## PROBLEM
Your response should consist of the entries below, reproduced exactly and without their images.

Referring expression data
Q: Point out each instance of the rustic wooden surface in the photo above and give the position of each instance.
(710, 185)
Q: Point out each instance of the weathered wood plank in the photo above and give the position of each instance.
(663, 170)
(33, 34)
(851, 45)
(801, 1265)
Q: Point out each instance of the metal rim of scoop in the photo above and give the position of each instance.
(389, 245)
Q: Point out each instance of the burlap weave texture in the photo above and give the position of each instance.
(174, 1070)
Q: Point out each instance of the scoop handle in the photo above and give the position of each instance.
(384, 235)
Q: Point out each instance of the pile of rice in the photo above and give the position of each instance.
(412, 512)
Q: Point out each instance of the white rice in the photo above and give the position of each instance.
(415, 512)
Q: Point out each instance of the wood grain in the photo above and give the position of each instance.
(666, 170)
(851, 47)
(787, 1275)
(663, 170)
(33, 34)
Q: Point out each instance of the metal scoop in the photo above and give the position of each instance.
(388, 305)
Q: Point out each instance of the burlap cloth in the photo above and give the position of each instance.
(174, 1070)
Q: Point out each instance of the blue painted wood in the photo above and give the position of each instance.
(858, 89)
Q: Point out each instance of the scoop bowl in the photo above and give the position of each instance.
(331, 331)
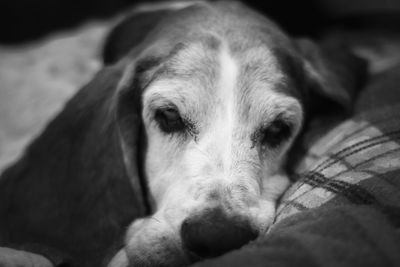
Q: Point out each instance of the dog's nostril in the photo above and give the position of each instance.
(212, 233)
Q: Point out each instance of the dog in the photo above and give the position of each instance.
(177, 150)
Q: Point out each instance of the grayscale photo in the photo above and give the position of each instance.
(200, 133)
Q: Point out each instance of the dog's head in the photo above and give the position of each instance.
(221, 94)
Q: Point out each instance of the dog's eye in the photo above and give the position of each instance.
(169, 120)
(276, 133)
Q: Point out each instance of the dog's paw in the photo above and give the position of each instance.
(18, 258)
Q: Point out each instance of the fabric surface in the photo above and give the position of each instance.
(344, 209)
(36, 79)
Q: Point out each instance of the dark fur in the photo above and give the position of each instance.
(71, 190)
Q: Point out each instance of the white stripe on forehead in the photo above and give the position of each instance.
(228, 72)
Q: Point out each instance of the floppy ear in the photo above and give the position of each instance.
(71, 190)
(333, 75)
(133, 29)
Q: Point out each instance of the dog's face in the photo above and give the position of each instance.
(222, 100)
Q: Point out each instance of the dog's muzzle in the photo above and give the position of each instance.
(213, 232)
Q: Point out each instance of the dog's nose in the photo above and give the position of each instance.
(213, 233)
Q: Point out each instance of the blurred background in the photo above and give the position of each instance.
(51, 48)
(22, 20)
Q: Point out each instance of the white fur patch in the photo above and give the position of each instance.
(167, 5)
(226, 124)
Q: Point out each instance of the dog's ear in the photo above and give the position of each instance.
(333, 75)
(133, 29)
(72, 186)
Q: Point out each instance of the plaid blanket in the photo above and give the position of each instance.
(344, 208)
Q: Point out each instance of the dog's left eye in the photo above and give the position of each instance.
(169, 120)
(276, 133)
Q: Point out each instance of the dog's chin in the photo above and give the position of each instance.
(153, 243)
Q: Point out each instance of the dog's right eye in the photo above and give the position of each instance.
(169, 120)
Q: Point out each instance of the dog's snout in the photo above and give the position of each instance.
(213, 233)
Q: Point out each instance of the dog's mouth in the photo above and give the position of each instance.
(200, 236)
(212, 233)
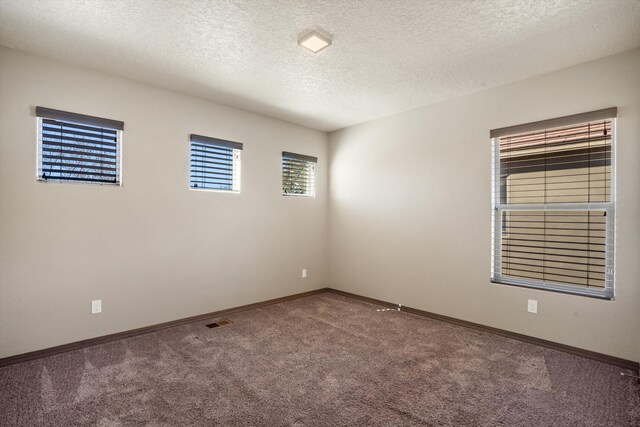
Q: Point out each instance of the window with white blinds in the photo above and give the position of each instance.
(78, 148)
(554, 204)
(298, 174)
(214, 164)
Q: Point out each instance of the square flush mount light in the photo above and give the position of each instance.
(314, 41)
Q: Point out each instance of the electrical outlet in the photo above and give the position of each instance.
(96, 306)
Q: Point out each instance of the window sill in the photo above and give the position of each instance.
(603, 294)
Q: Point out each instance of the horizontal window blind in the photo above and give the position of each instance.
(298, 174)
(78, 148)
(215, 164)
(553, 208)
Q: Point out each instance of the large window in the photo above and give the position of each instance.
(215, 164)
(554, 204)
(78, 148)
(298, 174)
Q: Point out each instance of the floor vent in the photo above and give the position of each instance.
(218, 324)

## EXPECTED OUTPUT
Q: Point out each instance of the rustic wooden surface in the photo above and give the position of each instance.
(710, 185)
Q: Point out each instance of the weathered wood plank in the photo above and give the position of each instance.
(663, 170)
(33, 34)
(851, 45)
(801, 1265)
Q: Point out each instance of the metal rim of scoop in the photo above and give the position of each instance.
(389, 245)
Q: Point out each instance of the burlap weave texture in the photo above and give the position of each instance.
(174, 1070)
Q: Point out each instance of the scoop handle in the photo above and give the position of each instance.
(384, 235)
Q: Point out each instance of the pile of rice in the photo above and give the position of each instance.
(412, 512)
Q: Point out each instance of the white rice in the photo above and give the position of each instance.
(415, 512)
Q: Point out each instance of the wood grain in the photo above and give the position of each instance.
(666, 170)
(851, 47)
(787, 1275)
(663, 170)
(33, 34)
Q: Point out each instance of the metal scoop in the photo above and give the position of each instance.
(388, 305)
Q: Point out each instance of the burlap cloth in the photo above and give the position of each instance.
(174, 1070)
Q: Point out each instance of the blue painted wood in the photo above and give the position of each instance.
(858, 89)
Q: Point out each instance of the scoop bowl in the photo above and give the position of each instance.
(331, 331)
Q: Point out each instance of the dog's nostril in the photo above and give the position of each instance.
(212, 233)
Q: Point out each instance of the dog in the photo above and give the position of each instance.
(177, 150)
Q: Point out each instance of the grayscale photo in the photo above and give the position of each instance.
(200, 133)
Q: Point out each instance of the dog's head in the photo above and give the position of each instance.
(221, 94)
Q: Point out each instance of the dog's eye in the photo above and give the position of each instance.
(169, 120)
(276, 133)
Q: Point out each instance of the dog's paw in the photo above and give the position of each instance.
(18, 258)
Q: Point out each instance of the fabric surface in the photo above and give the position of each instance.
(344, 209)
(36, 79)
Q: Point out each instance of the dark fur in the photo above and give the position of each instance.
(71, 190)
Q: Point out each instance of the white stripe on forehead in the photo above and give the position of each instance.
(228, 72)
Q: Point out each instance of the floppy ear in the photo above and give the position of each instance.
(71, 190)
(333, 75)
(133, 29)
Q: Point out each instance of the dog's face in the photo above and give the position of each instance.
(222, 100)
Q: Point out each instance of the dog's muzzle in the photo above and give the position of each instance.
(213, 232)
Q: Point out each instance of the dog's nose in the photo above and give the position of each instance.
(213, 233)
Q: Point out each instance of the blurred background in the photo above and give the position of each instance.
(51, 48)
(22, 20)
Q: Point out each instance of the white fur patch in the photo above and give the position of each instance.
(167, 5)
(226, 124)
Q: Point out each instance of the dog's ear in the photo above and give the position of each instance.
(333, 75)
(133, 29)
(72, 186)
Q: Point out each instance of the plaid blanket in the photo above and give the position of each instance.
(344, 208)
Q: Point out each instance of the dog's left eye in the photo above and give the position of each instance.
(169, 120)
(276, 133)
Q: Point out each instance of the dog's chin in the photo above and give the position of each instance.
(153, 243)
Q: Point out each instance of the dog's right eye in the photo above and give the position of each instance.
(169, 120)
Q: Point out each instance of the dog's snout in the photo above and give the position of each instance.
(213, 233)
Q: Point out each instance of the dog's mouth in the photo above and give the position of each instance.
(200, 236)
(212, 233)
Q: Point out each instance of the window with white blinds in the photo above and give the position of each instance.
(78, 148)
(554, 204)
(298, 174)
(214, 164)
Q: Point out each instance of the square flush mount light in the photo above and give the position of each instance.
(314, 41)
Q: Point out each instance of the electrical outlet in the photo above and give the position of each instance.
(96, 306)
Q: Point out each instance of the window sill in the photo above and give the position of each instance.
(603, 294)
Q: Point out each instance of the horizontal window blind in the photo above and give the position of each instance.
(298, 174)
(78, 148)
(215, 164)
(553, 208)
Q: Point out each instance of the large window in the photo above and give the position of each instance.
(215, 164)
(554, 204)
(78, 148)
(298, 174)
Q: Point out each instance of the floor vent in the photo above and give the position of each instance.
(218, 324)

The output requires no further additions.